• **AVAILABLE DATA**

■ ■ ■ ■ ■ ■ ■

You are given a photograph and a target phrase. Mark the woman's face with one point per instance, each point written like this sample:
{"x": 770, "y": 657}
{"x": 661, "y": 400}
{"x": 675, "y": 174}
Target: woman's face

■ ■ ■ ■ ■ ■ ■

• **AIM OF THE EXERCISE**
All of the material is to be given again exactly.

• **REPLY TO THE EXERCISE**
You are given a photograph and a target phrase. Mark the woman's face with one point per instance, each point written like this sample:
{"x": 770, "y": 657}
{"x": 661, "y": 400}
{"x": 675, "y": 174}
Target: woman's face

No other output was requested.